Photo: akorda.kz
Kazakhstan’s growing engagement with Pakistan signals more than a routine diplomatic exchange - it reflects a broader recalibration of Central Asia’s external economic and strategic orientation. In an article published on Eurasianet, independent and freelance researcher Saima Afzal argues that Astana’s outreach to Islamabad underscores a deliberate southward turn, as Central Asian states seek new trade corridors, diversified partnerships, and access to warm-water routes amid shifting regional and global dynamics.
Kazakh President Kassym-Jomart Tokayev’s state visit to Pakistan, which concluded February 4, reflects a quiet but consequential shift in Central Asia’s geo-economic outlook, one in which Pakistan is increasingly seen as a viable southern gateway for regional trade, The Caspian Post republishes the article.
The visit produced trade deals, but officials emphasized the strategic importance of Tokayev’s first official mission to Islamabad. A commentary published February 3 by the official Qazinform news agency stated that the two countries had been for decades only “distant partners,” but were now shifting into “project-oriented mode, with concrete routes, contracts, market access, logistics, and transit.”
“For Kazakhstan, Pakistan is not just a market in South Asia but also access to the ports of the Arabian Sea and, consequently, alternative export corridors at a time when it is becoming increasingly difficult for the world to rely on one or two routes,” the commentary continued.
Kazakhstan is not alone in Central Asia in recognizing Pakistan’s importance as a trade outlet. A February 3 session of the Pakistan-Uzbekistan Intergovernmental Commission yielded a commitment to expand bilateral cooperation, setting a target of over four-fold growth in trade turnover to $2 billion annually within two years.
What has distinguished Tokayev’s visit is its timing and intent. It comes amid disruptions to traditional Eurasian supply chains caused by Russia’s unprovoked attack on Ukraine. That conflict, in turn, has spurred competition over alternative transit corridors, and a renewed focus among middle powers on economic resilience rather than political symbolism.
Kazakhstan, along with other Central Asian states, has long grappled with the constraint of geography; the region is landlocked. Diversifying access to maritime trade is therefore a strategic necessity rather than a commercial preference. Pakistan, for its part, has spent the past decade articulating a geo-economic vision that strives to leverage its coastline, ports, and location at the crossroads of South, Central, and West Asia. Tokayev’s visit confirms that this vision is now being taken seriously by Central Asian leaders.

▸ **Given instruction a**
Print the rows from the line containing "like (88, 23)." through the last row, keeping both ends and omitting the pictures.
These rows have no connection to the article.

Coordinate labeling data:
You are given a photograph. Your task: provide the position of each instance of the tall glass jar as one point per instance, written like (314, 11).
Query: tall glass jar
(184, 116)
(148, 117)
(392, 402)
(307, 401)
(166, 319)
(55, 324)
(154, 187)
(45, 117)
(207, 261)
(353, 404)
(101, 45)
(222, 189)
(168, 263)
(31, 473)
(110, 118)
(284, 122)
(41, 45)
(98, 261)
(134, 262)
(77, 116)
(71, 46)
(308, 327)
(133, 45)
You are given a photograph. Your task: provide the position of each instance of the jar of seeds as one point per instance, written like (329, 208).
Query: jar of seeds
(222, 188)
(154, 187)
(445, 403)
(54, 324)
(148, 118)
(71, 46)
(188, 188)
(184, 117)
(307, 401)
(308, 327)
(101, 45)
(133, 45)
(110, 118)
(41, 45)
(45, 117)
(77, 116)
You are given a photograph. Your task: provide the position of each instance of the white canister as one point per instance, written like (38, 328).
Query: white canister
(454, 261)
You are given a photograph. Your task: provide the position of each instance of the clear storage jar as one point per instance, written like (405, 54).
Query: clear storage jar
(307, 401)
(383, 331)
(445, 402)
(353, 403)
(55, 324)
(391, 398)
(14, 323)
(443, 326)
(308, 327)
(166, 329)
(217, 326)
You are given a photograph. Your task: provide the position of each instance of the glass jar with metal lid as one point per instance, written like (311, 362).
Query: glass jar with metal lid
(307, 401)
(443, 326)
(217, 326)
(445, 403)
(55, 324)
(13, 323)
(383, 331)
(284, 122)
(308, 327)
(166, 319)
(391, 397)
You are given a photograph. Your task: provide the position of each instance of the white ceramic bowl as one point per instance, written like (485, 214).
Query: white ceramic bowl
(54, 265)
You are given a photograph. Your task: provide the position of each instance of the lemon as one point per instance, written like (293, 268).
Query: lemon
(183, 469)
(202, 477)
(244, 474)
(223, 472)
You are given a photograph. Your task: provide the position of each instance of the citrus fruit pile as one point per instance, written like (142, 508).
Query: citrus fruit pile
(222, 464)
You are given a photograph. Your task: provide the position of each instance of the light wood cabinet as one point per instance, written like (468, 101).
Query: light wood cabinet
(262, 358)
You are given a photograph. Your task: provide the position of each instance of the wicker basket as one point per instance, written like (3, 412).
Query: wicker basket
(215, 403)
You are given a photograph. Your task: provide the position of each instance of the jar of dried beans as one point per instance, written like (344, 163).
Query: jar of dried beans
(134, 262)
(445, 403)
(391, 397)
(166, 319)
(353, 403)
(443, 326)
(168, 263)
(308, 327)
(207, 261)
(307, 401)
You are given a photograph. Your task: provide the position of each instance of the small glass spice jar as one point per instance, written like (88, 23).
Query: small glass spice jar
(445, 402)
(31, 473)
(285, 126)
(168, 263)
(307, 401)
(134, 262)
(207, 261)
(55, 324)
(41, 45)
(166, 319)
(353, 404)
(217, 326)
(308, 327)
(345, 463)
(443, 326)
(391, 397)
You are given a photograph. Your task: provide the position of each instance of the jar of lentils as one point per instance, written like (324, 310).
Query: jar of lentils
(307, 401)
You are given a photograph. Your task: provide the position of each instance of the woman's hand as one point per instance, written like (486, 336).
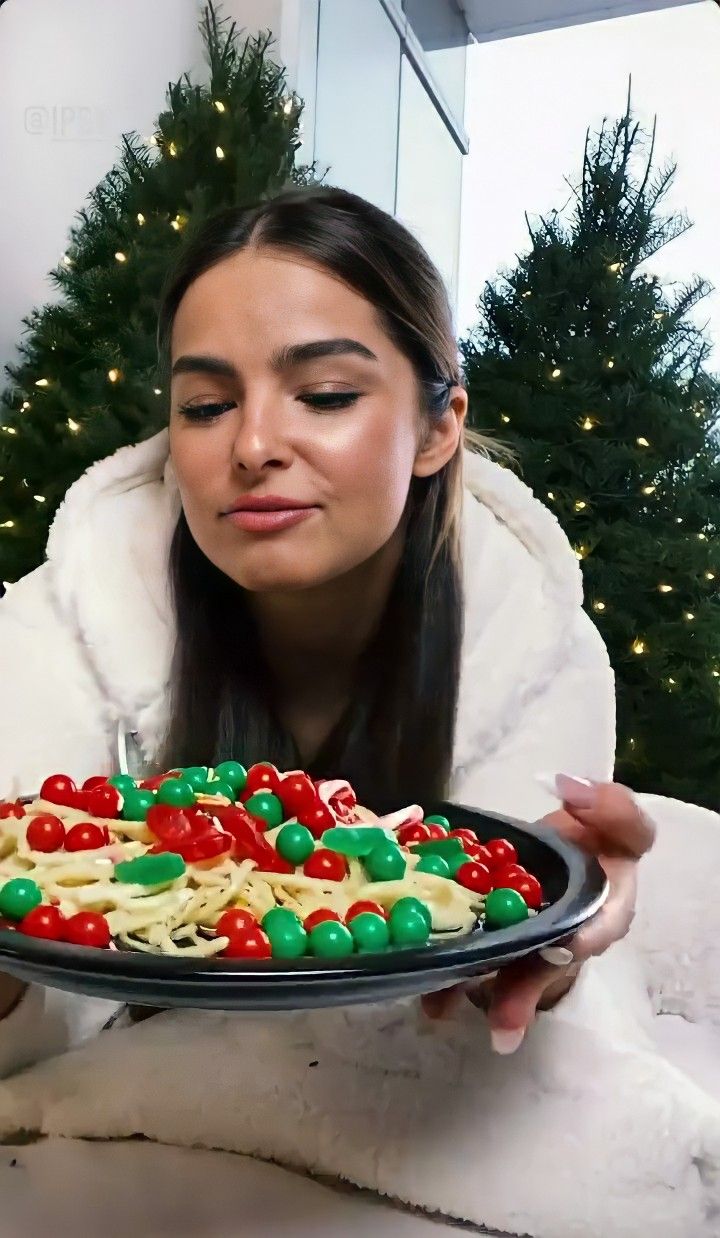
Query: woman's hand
(604, 820)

▸ **Given instruction b**
Output the part of the article on Kazakhstan and Pakistan that opens with the words "Kazakh President Kassym-Jomart" and closes with "republishes the article.", copied word for word.

▸ **Output a**
You are given a photograph. Your task: provide the position of each instance of the small glass spice jar as one point per instance, written like (88, 23).
Query: small glass spice jar
(445, 402)
(31, 473)
(285, 126)
(168, 263)
(307, 401)
(134, 262)
(207, 261)
(55, 324)
(41, 45)
(166, 319)
(353, 404)
(217, 326)
(308, 327)
(345, 463)
(443, 326)
(391, 397)
You are given a photograph. Your task: provide the position of each instance of the jar of lentils as one point per instance, written like (324, 310).
Query: jar of lentils
(307, 401)
You are given a photograph. Your task: provide the position of each instance of the woman's hand as one point per instance, written like (486, 336).
Query: woman's hand
(604, 820)

▸ **Output b**
Kazakh President Kassym-Jomart Tokayev’s state visit to Pakistan, which concluded February 4, reflects a quiet but consequential shift in Central Asia’s geo-economic outlook, one in which Pakistan is increasingly seen as a viable southern gateway for regional trade, The Caspian Post republishes the article.